═════ Supplied data ═════

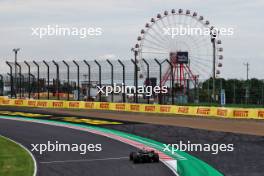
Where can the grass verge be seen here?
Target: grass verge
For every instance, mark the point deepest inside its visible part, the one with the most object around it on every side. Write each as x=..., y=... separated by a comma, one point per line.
x=14, y=160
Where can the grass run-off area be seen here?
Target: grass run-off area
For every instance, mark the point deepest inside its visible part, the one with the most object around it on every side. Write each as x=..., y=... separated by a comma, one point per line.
x=14, y=160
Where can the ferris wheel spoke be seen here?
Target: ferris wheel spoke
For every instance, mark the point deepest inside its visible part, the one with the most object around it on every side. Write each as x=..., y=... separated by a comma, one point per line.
x=201, y=66
x=202, y=63
x=165, y=27
x=155, y=48
x=154, y=43
x=154, y=37
x=196, y=57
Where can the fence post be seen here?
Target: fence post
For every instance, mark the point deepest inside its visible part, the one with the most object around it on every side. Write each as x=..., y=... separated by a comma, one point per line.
x=29, y=86
x=68, y=79
x=20, y=83
x=135, y=81
x=148, y=81
x=100, y=79
x=112, y=79
x=37, y=65
x=172, y=81
x=89, y=78
x=58, y=78
x=2, y=84
x=124, y=80
x=47, y=65
x=160, y=77
x=78, y=79
x=11, y=79
x=33, y=82
x=23, y=81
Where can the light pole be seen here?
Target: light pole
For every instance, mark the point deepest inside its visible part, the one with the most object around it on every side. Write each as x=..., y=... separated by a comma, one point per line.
x=15, y=50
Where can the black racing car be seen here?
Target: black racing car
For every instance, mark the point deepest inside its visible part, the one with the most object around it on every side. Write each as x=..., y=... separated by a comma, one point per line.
x=144, y=156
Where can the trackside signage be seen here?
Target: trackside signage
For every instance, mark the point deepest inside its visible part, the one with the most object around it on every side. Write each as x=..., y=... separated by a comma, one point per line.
x=247, y=113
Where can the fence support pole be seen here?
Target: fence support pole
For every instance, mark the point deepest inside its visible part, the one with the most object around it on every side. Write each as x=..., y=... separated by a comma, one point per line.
x=11, y=79
x=147, y=81
x=89, y=78
x=68, y=79
x=124, y=80
x=135, y=81
x=100, y=79
x=160, y=77
x=2, y=84
x=112, y=79
x=38, y=87
x=47, y=65
x=29, y=86
x=20, y=81
x=78, y=79
x=58, y=78
x=23, y=83
x=172, y=81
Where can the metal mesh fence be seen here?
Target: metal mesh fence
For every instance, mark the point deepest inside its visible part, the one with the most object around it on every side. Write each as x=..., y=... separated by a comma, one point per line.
x=26, y=82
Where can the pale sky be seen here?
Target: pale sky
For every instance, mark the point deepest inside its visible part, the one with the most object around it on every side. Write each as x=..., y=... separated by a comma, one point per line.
x=121, y=21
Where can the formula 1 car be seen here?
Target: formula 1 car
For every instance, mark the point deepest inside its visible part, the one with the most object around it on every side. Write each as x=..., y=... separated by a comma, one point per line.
x=144, y=156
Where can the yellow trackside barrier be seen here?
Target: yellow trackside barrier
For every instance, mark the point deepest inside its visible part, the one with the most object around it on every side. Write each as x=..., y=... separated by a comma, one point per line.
x=203, y=111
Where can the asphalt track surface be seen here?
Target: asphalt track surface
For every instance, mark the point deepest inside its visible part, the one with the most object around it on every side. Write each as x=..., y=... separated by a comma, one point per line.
x=111, y=161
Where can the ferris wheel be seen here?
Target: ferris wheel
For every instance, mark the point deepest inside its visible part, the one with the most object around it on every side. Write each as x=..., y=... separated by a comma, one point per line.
x=195, y=52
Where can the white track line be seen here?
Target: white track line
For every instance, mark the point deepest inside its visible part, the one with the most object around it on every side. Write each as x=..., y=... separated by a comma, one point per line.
x=168, y=164
x=31, y=155
x=84, y=160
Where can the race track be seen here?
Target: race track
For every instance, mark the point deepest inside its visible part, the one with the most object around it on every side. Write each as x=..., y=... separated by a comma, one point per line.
x=111, y=161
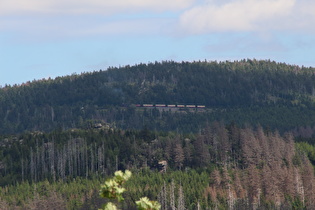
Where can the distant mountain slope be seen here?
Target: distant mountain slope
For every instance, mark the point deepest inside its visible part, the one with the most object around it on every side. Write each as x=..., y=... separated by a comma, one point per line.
x=272, y=94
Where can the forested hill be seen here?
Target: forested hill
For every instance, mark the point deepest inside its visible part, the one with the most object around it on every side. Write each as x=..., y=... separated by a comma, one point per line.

═════

■ Set exercise:
Recast every line of the rows above as a Markdown table with the columns "Line" and "Content." Number the lines in the first column, skip blank lines, and leave out the pictures.

■ Exercise response:
| Line | Content |
|---|---|
| 1 | Where can the grass verge be seen here? |
| 2 | Target: grass verge |
| 3 | For every instance, mark the point deepest inside its visible part, the one with the most object around it on every side. Write each as x=..., y=... separated by a comma, one point per line. |
| 4 | x=14, y=160 |
| 5 | Where can the grass run-off area be seen here? |
| 6 | Target: grass run-off area |
| 7 | For every instance, mark the point deepest inside its visible part, the one with the most object around it on every side. Write each as x=..., y=... separated by a comma, one point per line. |
| 8 | x=14, y=160 |
| 9 | Where can the ferris wheel spoke be seen here? |
| 10 | Target: ferris wheel spoke |
| 11 | For every instance, mark the point deepest inside its visible part, the one with the most object around it on every side. Write each as x=..., y=... separated by a comma, one point per line. |
| 12 | x=201, y=66 |
| 13 | x=202, y=63 |
| 14 | x=165, y=27 |
| 15 | x=155, y=48 |
| 16 | x=154, y=43 |
| 17 | x=154, y=37 |
| 18 | x=196, y=57 |
| 19 | Where can the fence post be seen here? |
| 20 | Target: fence post |
| 21 | For every instance, mark the point deepest inside its visible part, the one with the most object around it on every side. Write each as x=..., y=... separated by a comma, one point per line. |
| 22 | x=29, y=86 |
| 23 | x=68, y=79 |
| 24 | x=20, y=83 |
| 25 | x=135, y=81 |
| 26 | x=148, y=81 |
| 27 | x=100, y=79 |
| 28 | x=112, y=79 |
| 29 | x=37, y=65 |
| 30 | x=172, y=81 |
| 31 | x=89, y=78 |
| 32 | x=58, y=78 |
| 33 | x=2, y=84 |
| 34 | x=124, y=80 |
| 35 | x=47, y=65 |
| 36 | x=160, y=77 |
| 37 | x=78, y=79 |
| 38 | x=11, y=79 |
| 39 | x=33, y=82 |
| 40 | x=23, y=81 |
| 41 | Where can the light pole be seen here? |
| 42 | Target: light pole |
| 43 | For every instance, mark the point deepest inside its visible part, the one with the most object around it on every side. Write each as x=..., y=... separated by a comma, one point per line. |
| 44 | x=15, y=50 |
| 45 | Where can the black racing car be seen here? |
| 46 | Target: black racing car |
| 47 | For every instance, mark the point deepest inside its visible part, the one with the most object around it on every side. Write each as x=..., y=... separated by a comma, one point per line. |
| 48 | x=144, y=156 |
| 49 | Where can the trackside signage be seen here? |
| 50 | Target: trackside signage |
| 51 | For every instance, mark the point deepest inside its visible part, the one with the most object around it on every side. Write each as x=..., y=... separated by a comma, one point per line. |
| 52 | x=247, y=113 |
| 53 | Where can the fence support pole be seen here? |
| 54 | Target: fence support pole |
| 55 | For every instance, mark the point deepest inside its visible part, the one with the most object around it on every side. Write each as x=..., y=... separated by a comma, one point per line. |
| 56 | x=11, y=79 |
| 57 | x=147, y=81 |
| 58 | x=89, y=78 |
| 59 | x=68, y=79 |
| 60 | x=124, y=80 |
| 61 | x=135, y=81 |
| 62 | x=100, y=79 |
| 63 | x=160, y=77 |
| 64 | x=2, y=84 |
| 65 | x=112, y=79 |
| 66 | x=38, y=87 |
| 67 | x=47, y=65 |
| 68 | x=29, y=86 |
| 69 | x=20, y=81 |
| 70 | x=78, y=79 |
| 71 | x=58, y=78 |
| 72 | x=23, y=83 |
| 73 | x=172, y=81 |
| 74 | Where can the metal mesh fence be seen here? |
| 75 | Target: metal mesh fence |
| 76 | For every instance, mark the point deepest inside its visible part, the one with the most object around it on every side. Write each as x=..., y=... separated by a comma, one point per line. |
| 77 | x=26, y=82 |
| 78 | Where can the pale sky be seen here? |
| 79 | Target: pale sky |
| 80 | For every instance, mark the point deepest inside its visible part, the one with the most object around it on every side. Write each as x=..., y=... separated by a comma, one point per line. |
| 81 | x=121, y=21 |
| 82 | Where can the formula 1 car be seen here? |
| 83 | Target: formula 1 car |
| 84 | For every instance, mark the point deepest inside its visible part, the one with the most object around it on every side. Write each as x=..., y=... separated by a comma, one point per line. |
| 85 | x=144, y=156 |
| 86 | Where can the yellow trackside barrier be seen here? |
| 87 | Target: yellow trackside barrier |
| 88 | For every instance, mark the point deepest inside its visible part, the one with the most object around it on every side. Write each as x=..., y=... separated by a comma, one point per line. |
| 89 | x=203, y=111 |
| 90 | Where can the asphalt track surface be seen here? |
| 91 | Target: asphalt track surface |
| 92 | For every instance, mark the point deepest inside its visible part, the one with the most object around it on every side. Write each as x=..., y=... separated by a comma, one point per line. |
| 93 | x=111, y=161 |
| 94 | Where can the ferris wheel be seen here? |
| 95 | Target: ferris wheel |
| 96 | For every instance, mark the point deepest inside its visible part, the one with the most object around it on every side. Write each as x=..., y=... separated by a comma, one point per line. |
| 97 | x=195, y=52 |
| 98 | Where can the white track line be seen here? |
| 99 | Target: white track line |
| 100 | For every instance, mark the point deepest inside its visible part, the one with the most object around it on every side. Write each as x=..., y=... separated by a comma, one point per line. |
| 101 | x=168, y=164 |
| 102 | x=31, y=155 |
| 103 | x=84, y=160 |
| 104 | Where can the race track be seen here? |
| 105 | Target: race track |
| 106 | For every instance, mark the point deepest inside its visible part, the one with the most object around it on every side. Write each as x=..., y=... separated by a comma, one point per line. |
| 107 | x=111, y=161 |
| 108 | Where can the distant mountain slope be seen here? |
| 109 | Target: distant mountain slope |
| 110 | For every instance, mark the point deepest inside its visible part, the one with the most object around it on every side. Write each as x=..., y=... separated by a comma, one point per line. |
| 111 | x=272, y=94 |
| 112 | Where can the forested hill be seen here? |
| 113 | Target: forested hill |
| 114 | For every instance, mark the point deepest inside its visible part, the one with the most object around it on every side. Write each as x=..., y=... separated by a comma, one point per line. |